(WRITTEN TASK):
Add -39 to every x and y coordinate in the answer points, and write out the entire listing below with those changed values. Leave out the pictures.

(RECORDS SUPPLIED):
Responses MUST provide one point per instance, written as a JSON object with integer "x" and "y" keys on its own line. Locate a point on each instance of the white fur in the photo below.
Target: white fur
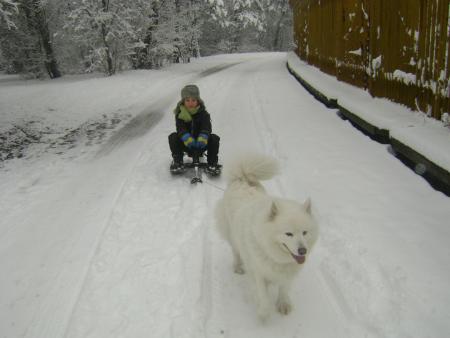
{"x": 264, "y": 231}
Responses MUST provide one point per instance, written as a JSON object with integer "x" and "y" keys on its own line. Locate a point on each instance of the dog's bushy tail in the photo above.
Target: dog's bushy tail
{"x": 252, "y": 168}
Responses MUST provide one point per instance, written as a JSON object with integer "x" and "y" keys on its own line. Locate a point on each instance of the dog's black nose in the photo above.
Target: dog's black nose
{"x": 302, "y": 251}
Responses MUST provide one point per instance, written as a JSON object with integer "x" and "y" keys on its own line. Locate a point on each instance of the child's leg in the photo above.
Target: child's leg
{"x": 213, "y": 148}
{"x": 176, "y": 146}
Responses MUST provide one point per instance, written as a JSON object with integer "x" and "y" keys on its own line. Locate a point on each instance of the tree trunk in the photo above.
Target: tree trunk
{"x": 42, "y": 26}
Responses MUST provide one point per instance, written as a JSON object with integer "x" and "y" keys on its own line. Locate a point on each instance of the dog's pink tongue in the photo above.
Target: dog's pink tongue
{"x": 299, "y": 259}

(CORRECT RESPONSE):
Responses MUST provide one point per instance, written as a JSON object with integer "x" and "y" keys on its own line. Locate a point on each instance of the white fur in the photo below.
Target: white fur
{"x": 225, "y": 192}
Responses MUST provide one point per instance, written as a JSON object with integer "x" and "y" keys on its own line. Locate a point on each instance of the dog's bushy tail in the photo above.
Target: dog's bushy tail
{"x": 213, "y": 129}
Responses MUST provide one point per instance, written as a JSON object with integer "x" and "y" keys on its own line. Locate a point on each instance of the dog's black nose in the photo above.
Target: dog's black nose
{"x": 263, "y": 212}
Responses MUST provide one point per instance, written as a JSON object with integer "x" and "y" keys on its own line. Locate a point on each instance of the child's leg in the photo above.
Target: child's leg
{"x": 174, "y": 109}
{"x": 137, "y": 107}
Responses MUST provide one point per instance, written as a JSON object with integer "x" and "y" keys on its own line. Locate a point on each instance of the tree trunk in the photo above.
Target: tree trunk
{"x": 3, "y": -13}
Responses MUST provide one point per instance, written as a JSON object with integer "x" and "y" keys on its own line. Locate a point on each instance of the dog's pink tongue in the photo above.
Target: dog's pink tongue
{"x": 260, "y": 220}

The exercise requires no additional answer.